- [The exercise]: Please reproduce every one of the records below word for word, keeping each line as it appears.
━━━━
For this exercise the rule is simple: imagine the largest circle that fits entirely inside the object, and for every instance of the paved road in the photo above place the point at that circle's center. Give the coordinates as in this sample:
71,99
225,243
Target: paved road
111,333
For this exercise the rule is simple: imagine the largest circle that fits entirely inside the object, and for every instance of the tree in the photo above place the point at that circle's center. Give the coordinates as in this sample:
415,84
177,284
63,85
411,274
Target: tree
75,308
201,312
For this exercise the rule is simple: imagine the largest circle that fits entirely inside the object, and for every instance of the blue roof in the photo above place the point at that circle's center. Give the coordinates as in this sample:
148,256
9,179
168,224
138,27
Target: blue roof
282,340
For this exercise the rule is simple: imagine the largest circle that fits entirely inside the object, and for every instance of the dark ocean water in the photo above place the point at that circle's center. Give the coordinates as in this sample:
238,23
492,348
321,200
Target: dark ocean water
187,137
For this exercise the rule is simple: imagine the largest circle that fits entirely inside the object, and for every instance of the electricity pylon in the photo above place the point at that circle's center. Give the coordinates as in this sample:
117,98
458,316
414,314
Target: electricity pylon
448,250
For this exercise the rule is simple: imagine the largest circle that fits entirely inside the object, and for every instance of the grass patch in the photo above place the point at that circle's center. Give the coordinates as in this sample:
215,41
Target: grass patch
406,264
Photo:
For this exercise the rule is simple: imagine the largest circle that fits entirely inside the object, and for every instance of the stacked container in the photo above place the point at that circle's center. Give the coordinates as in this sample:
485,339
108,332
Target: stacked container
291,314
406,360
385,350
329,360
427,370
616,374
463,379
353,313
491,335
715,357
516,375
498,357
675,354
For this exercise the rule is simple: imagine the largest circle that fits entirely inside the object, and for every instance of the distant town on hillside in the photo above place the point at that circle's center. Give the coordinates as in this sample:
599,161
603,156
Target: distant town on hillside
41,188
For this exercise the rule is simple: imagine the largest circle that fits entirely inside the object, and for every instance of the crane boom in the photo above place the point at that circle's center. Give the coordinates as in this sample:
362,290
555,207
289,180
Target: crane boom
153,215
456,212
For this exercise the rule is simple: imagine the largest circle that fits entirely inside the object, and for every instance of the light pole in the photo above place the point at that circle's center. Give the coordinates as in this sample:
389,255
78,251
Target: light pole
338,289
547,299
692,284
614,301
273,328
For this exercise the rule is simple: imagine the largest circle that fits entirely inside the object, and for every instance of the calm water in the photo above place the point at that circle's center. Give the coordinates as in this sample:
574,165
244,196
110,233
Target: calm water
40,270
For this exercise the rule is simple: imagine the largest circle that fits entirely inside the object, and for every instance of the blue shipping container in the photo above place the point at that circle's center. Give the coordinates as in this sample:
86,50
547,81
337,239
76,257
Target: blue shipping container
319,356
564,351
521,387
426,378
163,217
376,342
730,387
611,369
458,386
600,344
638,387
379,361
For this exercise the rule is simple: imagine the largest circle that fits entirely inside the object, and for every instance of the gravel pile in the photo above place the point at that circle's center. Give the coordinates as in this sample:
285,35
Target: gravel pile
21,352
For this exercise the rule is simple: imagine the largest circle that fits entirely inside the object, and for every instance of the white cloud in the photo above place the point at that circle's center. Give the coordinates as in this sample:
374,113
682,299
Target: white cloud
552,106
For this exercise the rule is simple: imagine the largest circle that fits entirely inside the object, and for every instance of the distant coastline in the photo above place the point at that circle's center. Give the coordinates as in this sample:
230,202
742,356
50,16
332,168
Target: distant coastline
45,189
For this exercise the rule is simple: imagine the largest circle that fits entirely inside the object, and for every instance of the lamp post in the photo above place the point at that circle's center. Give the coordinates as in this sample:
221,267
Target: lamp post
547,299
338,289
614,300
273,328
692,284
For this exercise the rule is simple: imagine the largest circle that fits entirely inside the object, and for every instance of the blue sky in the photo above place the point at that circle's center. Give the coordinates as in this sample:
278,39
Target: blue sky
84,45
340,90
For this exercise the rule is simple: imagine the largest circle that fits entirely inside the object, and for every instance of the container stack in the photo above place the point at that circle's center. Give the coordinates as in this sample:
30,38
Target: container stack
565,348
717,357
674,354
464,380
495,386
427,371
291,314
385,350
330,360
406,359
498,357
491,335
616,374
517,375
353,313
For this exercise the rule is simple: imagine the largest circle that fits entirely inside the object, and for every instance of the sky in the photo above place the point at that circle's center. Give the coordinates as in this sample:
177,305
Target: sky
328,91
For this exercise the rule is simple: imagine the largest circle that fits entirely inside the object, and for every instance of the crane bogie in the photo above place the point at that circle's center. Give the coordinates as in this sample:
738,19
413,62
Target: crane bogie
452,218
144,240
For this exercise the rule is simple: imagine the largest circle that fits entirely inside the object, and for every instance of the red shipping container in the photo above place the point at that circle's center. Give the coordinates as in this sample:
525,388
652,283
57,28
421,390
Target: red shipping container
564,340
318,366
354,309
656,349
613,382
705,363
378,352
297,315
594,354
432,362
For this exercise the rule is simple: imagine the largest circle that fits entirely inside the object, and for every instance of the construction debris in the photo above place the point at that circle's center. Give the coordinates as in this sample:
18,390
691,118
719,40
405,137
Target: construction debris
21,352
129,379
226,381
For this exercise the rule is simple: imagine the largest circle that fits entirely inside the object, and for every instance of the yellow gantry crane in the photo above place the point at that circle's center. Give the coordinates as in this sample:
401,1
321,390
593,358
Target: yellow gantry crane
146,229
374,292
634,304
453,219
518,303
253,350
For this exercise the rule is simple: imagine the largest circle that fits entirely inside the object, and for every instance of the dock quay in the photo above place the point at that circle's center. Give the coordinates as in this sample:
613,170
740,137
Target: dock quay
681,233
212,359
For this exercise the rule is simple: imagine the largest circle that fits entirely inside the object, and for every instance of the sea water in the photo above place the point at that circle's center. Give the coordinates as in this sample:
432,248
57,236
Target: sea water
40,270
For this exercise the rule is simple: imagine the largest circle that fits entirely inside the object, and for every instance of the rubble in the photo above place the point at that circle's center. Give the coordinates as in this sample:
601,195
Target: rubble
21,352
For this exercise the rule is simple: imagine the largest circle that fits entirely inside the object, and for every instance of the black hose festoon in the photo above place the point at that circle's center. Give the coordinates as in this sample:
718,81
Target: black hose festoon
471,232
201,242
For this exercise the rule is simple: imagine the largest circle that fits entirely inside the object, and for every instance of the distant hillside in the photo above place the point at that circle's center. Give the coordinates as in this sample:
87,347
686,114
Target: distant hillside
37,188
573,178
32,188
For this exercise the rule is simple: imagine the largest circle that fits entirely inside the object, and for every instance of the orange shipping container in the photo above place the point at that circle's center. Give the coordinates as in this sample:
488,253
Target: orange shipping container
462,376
━━━━
- [Written response]:
For this exercise the rule is simple: imagine the largest circle that fits entirely inside the object, and for every instance of the paved road in the photo above place the point at that circle's center. Give the coordinates as in this sample:
71,99
225,243
Target: paved road
111,333
For this exercise the rule is simple: imagine the largest circle that fits entirely inside the object, and for every instance of the tree in the photo above place the point at that circle's center. Give the coordinates as in this sample:
415,84
177,284
63,85
411,274
Target: tree
75,308
201,312
For this exercise the rule is simple: imagine the largest circle that fits entirely inside the object, and for every instance of the blue roof in the photo above place the point at that circle's center. Give the coordinates as in this sample:
148,256
9,179
168,224
138,27
Target: blue roof
282,340
For this exercise the rule is simple: imagine the largest circle that fits entirely inside the object, and for every instance of the dark ocean water in the photo above place the point at that circle's center. Give the coordinates as in this sample:
238,23
492,348
321,200
Target: dark ocean water
187,137
For this exercise the rule is simple: imagine the largest circle that fits entirely inside the object, and for every instance of the electricity pylon in the photo above place the point at that circle's center. Give the coordinates as in this sample:
117,98
458,316
414,314
Target: electricity pylon
448,250
For this exercise the rule is simple: imagine the largest circle that fits entirely inside the object, and for every instance of the grass patch in the photo above place the point at that circle's center. Give the coordinates as in this sample:
215,41
Target: grass patch
406,264
Photo:
For this exercise the rule is simple: imagine the largest circle that fits entirely inside the object, and for every instance of the stacked container in the photo above place the point at that circle's center. Give the coordinates as in this sample:
485,339
108,332
Target: stacked container
291,314
406,360
385,350
329,360
427,370
616,374
463,379
353,313
491,335
715,357
516,375
498,357
675,354
For this exercise the rule is simple: imagine the largest circle that fits entirely inside the object, and for every instance of the distant town on hillside in the photo above place the point at that circle's center. Give the coordinates as in this sample:
599,161
603,156
Target: distant town on hillside
41,188
For this exercise the rule is simple: imagine the largest circle that fits entirely inside the object, and for every instance of the crane boom in the photo above place the point at that circle's center. Give the coordinates as in this sample:
362,290
555,207
289,180
Target: crane boom
153,215
456,212
For this exercise the rule is simple: imagine the largest circle that fits entirely inside the object, and for every instance of the light pole in the photo above place the point at that circle's center. Give the coordinates as in this sample:
389,255
78,251
Target: light pole
338,289
547,299
692,284
614,301
273,328
For this exercise the rule is simple: imagine the largest circle that fits entirely inside the object, and for every instance of the calm water in the photo above place the point at that circle's center. Give the coordinates as in this sample:
574,165
244,196
110,233
Target: calm water
40,270
For this exercise the rule is simple: imagine the largest circle that fits entirely inside the object, and for every instance of the blue shipping container in the photo above place the point at that circle's center. Give the coordinates as in this sample:
86,50
547,81
337,239
76,257
Target: blue shipping container
319,356
564,351
521,387
426,378
163,217
376,342
730,387
611,369
458,386
600,344
638,387
379,361
For this exercise the rule is simple: imagine the largest circle that fits entirely inside the object, and for every instance of the gravel pile in the photo above place the point at that circle's center. Give the coordinates as in this sample:
285,35
Target: gravel pile
21,352
For this exercise the rule is simple: imagine the largest circle that fits entirely inside the object, and for every instance of the white cloud in the photo above place the point at that circle's center. Give the coordinates as in this sample:
374,113
682,299
Target: white cloud
552,106
For this exercise the rule is simple: imagine the largest circle that fits entirely inside the object, and for every instance of the distant coastline in the photo above place the point at that circle's center. Give the coordinates as in this sample:
230,202
742,356
50,16
332,168
Target: distant coastline
45,189
For this exercise the rule is simple: imagine the largest circle that fits entirely inside the object, and for every instance of the lamp post in the photo above place the point at that circle's center. Give the coordinates as in this sample:
221,267
Target: lamp post
547,299
338,289
614,300
273,328
692,284
For this exercise the rule is simple: imagine the largest circle that fits entirely inside the object, and for every instance of the blue sky in the photo above place the point at that circle's center. Give the coordinates as in this sample:
278,39
Target: blue sky
84,45
340,90
For this exercise the rule is simple: imagine the largest circle that fits entirely inside the object, and for every instance of the container stack in the photo above place the point at that circle's center. Give the coordinates as in this sample:
30,38
Target: container stack
565,348
717,357
674,354
464,380
495,386
427,371
291,314
385,350
330,360
406,359
498,357
491,335
616,374
517,375
353,313
For this exercise the rule is simple: imagine the largest circle that fits entirely inside the object, and for every instance of the sky in the photo above place the point at that circle's center. Give the coordinates as in this sample:
177,305
Target: sky
328,91
For this exercise the rule is simple: imagine the largest circle that fits entirely inside the object, and for every instance of the crane bogie in the photo above place the point at that circle's center. Give the coordinates as in this sample:
738,19
413,62
Target: crane bogie
452,218
144,240
For this exercise the rule is simple: imagine the largest circle that fits entirely inside the object, and for every instance of the red shipping container in the photo above place the point at that circle's center. Give the coordinates as in this sample:
525,388
652,283
57,28
421,390
Target: red shipping container
564,340
318,366
354,309
656,349
613,382
705,363
378,352
297,315
594,354
432,362
For this exercise the rule is simple: imagine the largest circle that fits entirely inside the object, and for every instance of the construction debris in the photo above place the point at that circle's center. Give the coordinates as in this sample:
18,390
691,118
719,40
405,137
Target: construction debris
21,352
129,379
226,381
For this exercise the rule is simple: imagine the largest circle that fits entirely inside the object, and for every instance of the yellow gantry crane in the photo above place the point at that circle's center. Give the coordinates as in this sample:
401,1
321,390
593,358
Target: yellow gantry crane
146,229
374,292
634,304
453,219
518,303
253,350
For this exercise the rule is simple: imagine the largest circle that fits entirely inside the object, and for every instance of the dock quay in the photo above place the point at that circle's center. Give the coordinates as in this sample:
613,170
740,137
Target: dock quay
681,233
212,359
For this exercise the rule is simple: imagine the largest circle that fits entirely inside the object, and for every instance of the sea water in the photo above place the point at that circle's center. Give the coordinates as in this sample:
432,248
57,236
Target: sea water
40,270
For this exercise the rule is simple: imagine the largest circle that fits entirely inside the object, and for every instance of the rubble in the photo above place the point at that circle's center. Give the coordinates as in this sample:
601,195
Target: rubble
21,352
For this exercise the rule is simple: imagine the largest circle that fits entirely inside the object, and for every instance of the black hose festoon in the photo above place the point at that circle's center. Give the coordinates as in this sample:
718,81
Target: black hose festoon
471,232
201,242
For this exercise the rule is simple: imagine the largest circle that fits entirely inside the object, and for every instance of the distant hillside in the photo above place the point at that circle's center. Give the coordinates as in this sample:
87,347
686,114
Target: distant hillside
37,188
573,178
32,188
For this exercise the rule is simple: imagine the largest circle that fits entirely inside the object, and for every instance of the orange shipping container in the photo above place the point at that circle's center. Give the coordinates as in this sample:
488,253
Target: orange shipping container
462,376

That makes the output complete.